Stored items
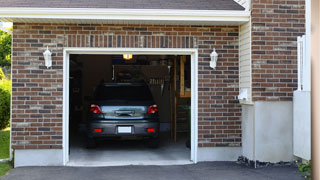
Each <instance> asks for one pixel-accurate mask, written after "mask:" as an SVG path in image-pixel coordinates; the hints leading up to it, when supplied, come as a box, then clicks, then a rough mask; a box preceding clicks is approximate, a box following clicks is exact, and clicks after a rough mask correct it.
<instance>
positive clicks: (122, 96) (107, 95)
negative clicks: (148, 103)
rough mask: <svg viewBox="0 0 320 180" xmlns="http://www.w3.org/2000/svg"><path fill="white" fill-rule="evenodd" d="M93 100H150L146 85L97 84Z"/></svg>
mask: <svg viewBox="0 0 320 180" xmlns="http://www.w3.org/2000/svg"><path fill="white" fill-rule="evenodd" d="M95 100H152V95H151V93H150V90H149V88H148V87H147V86H138V85H136V86H130V85H128V86H124V85H120V86H108V85H107V86H99V87H98V88H97V90H96V92H95Z"/></svg>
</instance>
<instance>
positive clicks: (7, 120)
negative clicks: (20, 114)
mask: <svg viewBox="0 0 320 180" xmlns="http://www.w3.org/2000/svg"><path fill="white" fill-rule="evenodd" d="M10 95H11V81H10V80H7V79H2V80H0V129H4V128H6V127H8V125H9V122H10Z"/></svg>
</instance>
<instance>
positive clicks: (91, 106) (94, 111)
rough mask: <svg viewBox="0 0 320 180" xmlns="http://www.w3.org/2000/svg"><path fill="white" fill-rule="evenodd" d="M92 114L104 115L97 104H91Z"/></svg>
mask: <svg viewBox="0 0 320 180" xmlns="http://www.w3.org/2000/svg"><path fill="white" fill-rule="evenodd" d="M90 112H92V113H93V114H102V111H101V109H100V107H99V106H98V105H95V104H91V107H90Z"/></svg>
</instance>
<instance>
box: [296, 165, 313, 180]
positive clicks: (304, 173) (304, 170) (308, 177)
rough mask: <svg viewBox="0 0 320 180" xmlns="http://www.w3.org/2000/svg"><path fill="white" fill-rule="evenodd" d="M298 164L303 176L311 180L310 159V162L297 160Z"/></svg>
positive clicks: (307, 179) (303, 176) (304, 177)
mask: <svg viewBox="0 0 320 180" xmlns="http://www.w3.org/2000/svg"><path fill="white" fill-rule="evenodd" d="M296 164H297V165H298V170H299V172H300V173H301V174H302V176H303V177H304V178H305V179H307V180H311V161H308V163H302V162H301V161H296Z"/></svg>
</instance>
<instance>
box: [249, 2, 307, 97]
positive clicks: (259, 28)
mask: <svg viewBox="0 0 320 180" xmlns="http://www.w3.org/2000/svg"><path fill="white" fill-rule="evenodd" d="M304 4H305V1H304V0H253V1H252V73H253V74H252V88H253V89H252V90H253V92H252V96H253V100H254V101H266V100H267V101H291V100H292V96H293V91H294V90H296V89H297V42H296V41H297V36H301V35H303V34H305V27H304V24H305V16H304V13H305V10H304V8H305V7H304Z"/></svg>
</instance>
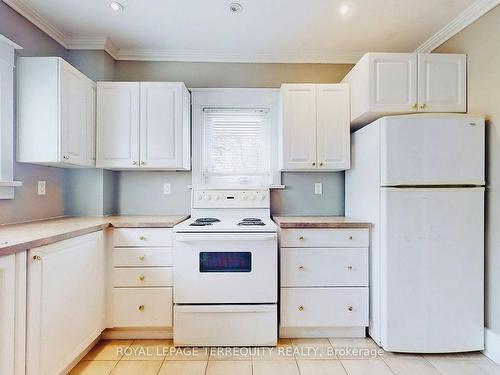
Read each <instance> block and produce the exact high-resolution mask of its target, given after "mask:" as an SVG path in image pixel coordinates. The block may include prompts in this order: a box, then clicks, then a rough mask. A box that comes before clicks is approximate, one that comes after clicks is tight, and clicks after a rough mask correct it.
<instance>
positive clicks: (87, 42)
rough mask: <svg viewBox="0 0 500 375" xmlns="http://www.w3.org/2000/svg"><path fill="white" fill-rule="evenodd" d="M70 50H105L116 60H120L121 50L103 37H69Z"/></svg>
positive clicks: (101, 36) (80, 35)
mask: <svg viewBox="0 0 500 375" xmlns="http://www.w3.org/2000/svg"><path fill="white" fill-rule="evenodd" d="M67 44H68V47H67V48H68V49H80V50H104V51H106V52H107V53H109V54H110V55H111V57H113V58H114V59H115V60H118V54H119V49H118V48H117V47H116V46H115V45H114V44H113V42H112V41H111V39H109V38H106V37H103V36H82V35H80V36H70V37H68V41H67Z"/></svg>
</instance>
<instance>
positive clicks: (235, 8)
mask: <svg viewBox="0 0 500 375" xmlns="http://www.w3.org/2000/svg"><path fill="white" fill-rule="evenodd" d="M242 10H243V7H242V6H241V4H240V3H231V4H229V11H230V12H231V13H239V12H241V11H242Z"/></svg>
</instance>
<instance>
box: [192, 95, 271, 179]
mask: <svg viewBox="0 0 500 375" xmlns="http://www.w3.org/2000/svg"><path fill="white" fill-rule="evenodd" d="M278 101H279V90H276V89H193V90H192V105H193V107H192V111H193V112H192V113H193V185H194V186H202V187H209V188H267V187H273V186H276V185H280V184H281V173H280V171H279V170H278V167H277V166H278V147H277V146H276V145H277V144H278V142H277V139H278Z"/></svg>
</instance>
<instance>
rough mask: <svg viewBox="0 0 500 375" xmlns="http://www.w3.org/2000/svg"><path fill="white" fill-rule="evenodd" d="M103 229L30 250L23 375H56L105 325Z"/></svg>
mask: <svg viewBox="0 0 500 375" xmlns="http://www.w3.org/2000/svg"><path fill="white" fill-rule="evenodd" d="M102 236H103V234H102V231H100V232H96V233H92V234H88V235H85V236H80V237H75V238H72V239H69V240H65V241H62V242H58V243H56V244H53V245H48V246H43V247H39V248H36V249H32V250H30V251H29V259H28V306H27V311H28V315H27V357H26V358H27V363H26V369H27V373H28V374H59V373H63V371H64V369H65V368H66V367H67V366H68V365H69V364H70V363H71V362H72V361H73V360H74V359H76V358H77V357H78V356H79V355H80V354H81V353H82V352H83V351H84V350H85V349H86V348H87V347H88V345H90V344H91V343H92V342H93V341H94V340H95V339H96V338H97V337H99V335H100V334H101V332H102V330H103V327H104V293H105V288H104V272H105V271H104V267H105V255H104V254H105V252H104V248H103V240H102Z"/></svg>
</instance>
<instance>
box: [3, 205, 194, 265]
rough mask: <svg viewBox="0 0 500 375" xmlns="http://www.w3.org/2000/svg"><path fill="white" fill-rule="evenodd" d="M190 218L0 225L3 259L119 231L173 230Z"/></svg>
mask: <svg viewBox="0 0 500 375" xmlns="http://www.w3.org/2000/svg"><path fill="white" fill-rule="evenodd" d="M187 218H188V216H132V215H131V216H104V217H88V216H85V217H62V218H57V219H48V220H39V221H32V222H27V223H20V224H8V225H2V226H0V256H3V255H9V254H14V253H16V252H18V251H24V250H28V249H32V248H35V247H39V246H44V245H49V244H51V243H54V242H58V241H62V240H66V239H69V238H73V237H77V236H81V235H84V234H88V233H92V232H97V231H99V230H102V229H105V228H108V227H115V228H172V227H173V226H174V225H176V224H178V223H180V222H182V221H184V220H186V219H187Z"/></svg>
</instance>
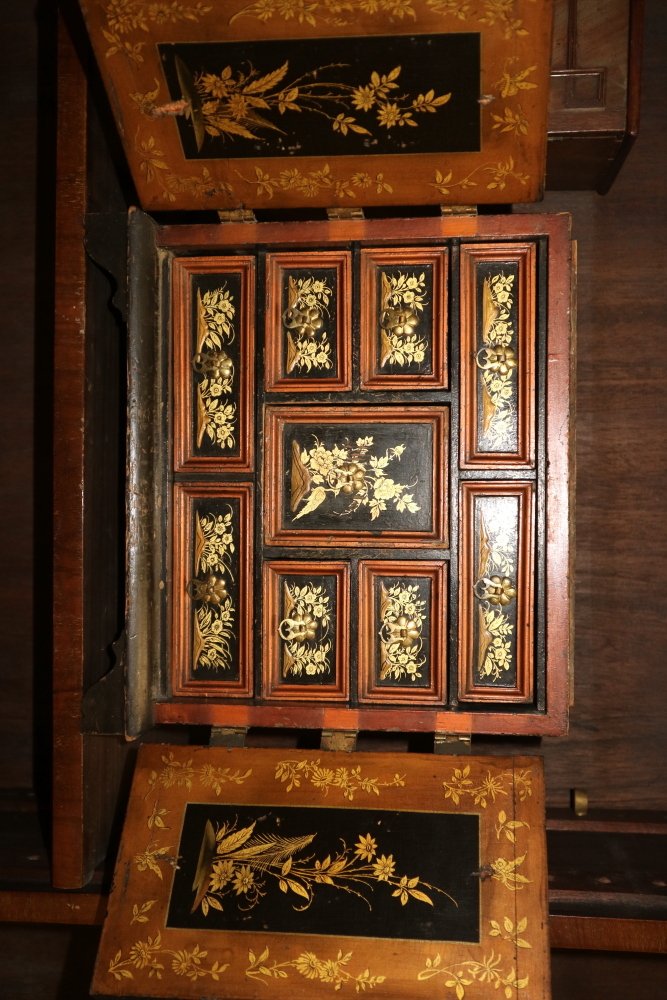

- [TASK BRIEF]: Show each line of the material above that contains the string "positive".

- [THE COMPLETED TASK]:
positive clicks: (122, 96) (107, 95)
positive clicks: (7, 120)
positive clicks: (91, 106) (94, 111)
positive clicks: (304, 173) (304, 170) (308, 177)
positive clicks: (307, 179) (303, 176) (304, 177)
positive clicks: (259, 28)
positive clicks: (87, 42)
positive clicks: (101, 36) (80, 35)
positive clicks: (235, 8)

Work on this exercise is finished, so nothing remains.